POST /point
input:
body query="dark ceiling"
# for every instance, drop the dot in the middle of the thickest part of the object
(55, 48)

──────────────────────────────

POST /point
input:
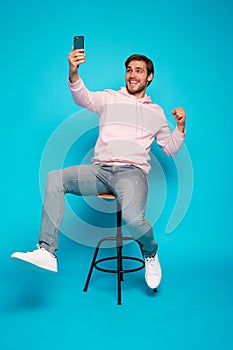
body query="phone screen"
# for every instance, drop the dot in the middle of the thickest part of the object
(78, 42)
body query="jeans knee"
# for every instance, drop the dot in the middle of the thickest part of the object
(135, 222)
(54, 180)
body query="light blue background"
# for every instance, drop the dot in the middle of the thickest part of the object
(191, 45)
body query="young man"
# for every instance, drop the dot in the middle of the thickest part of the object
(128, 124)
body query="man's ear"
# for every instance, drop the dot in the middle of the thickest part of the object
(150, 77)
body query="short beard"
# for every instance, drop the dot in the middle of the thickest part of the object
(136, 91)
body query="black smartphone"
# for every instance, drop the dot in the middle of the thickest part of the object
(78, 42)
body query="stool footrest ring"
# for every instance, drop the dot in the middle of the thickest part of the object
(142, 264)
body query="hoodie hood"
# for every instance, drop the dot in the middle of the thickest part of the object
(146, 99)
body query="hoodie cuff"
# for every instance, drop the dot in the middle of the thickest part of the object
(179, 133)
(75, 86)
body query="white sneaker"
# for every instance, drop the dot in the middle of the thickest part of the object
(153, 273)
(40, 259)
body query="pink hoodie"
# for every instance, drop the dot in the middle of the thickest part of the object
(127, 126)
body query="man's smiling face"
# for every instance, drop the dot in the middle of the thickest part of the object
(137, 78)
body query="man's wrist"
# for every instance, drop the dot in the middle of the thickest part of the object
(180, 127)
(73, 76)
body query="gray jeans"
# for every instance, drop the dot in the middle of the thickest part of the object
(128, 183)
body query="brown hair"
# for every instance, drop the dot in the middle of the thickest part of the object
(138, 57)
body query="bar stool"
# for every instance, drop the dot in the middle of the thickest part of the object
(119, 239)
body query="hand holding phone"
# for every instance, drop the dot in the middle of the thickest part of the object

──────────────────────────────

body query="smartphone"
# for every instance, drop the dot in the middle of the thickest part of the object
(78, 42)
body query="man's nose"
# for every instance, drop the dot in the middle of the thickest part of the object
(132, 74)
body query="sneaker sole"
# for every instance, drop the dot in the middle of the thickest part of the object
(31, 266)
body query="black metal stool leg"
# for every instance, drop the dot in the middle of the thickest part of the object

──────────────────────────────

§ WHAT YOU ARE ASKED TO DO
Look through the listing, and copy each line in which the string "black" turns up.

§ ANSWER TO THIS TASK
body query="black smartphone"
body query="black metal stool leg"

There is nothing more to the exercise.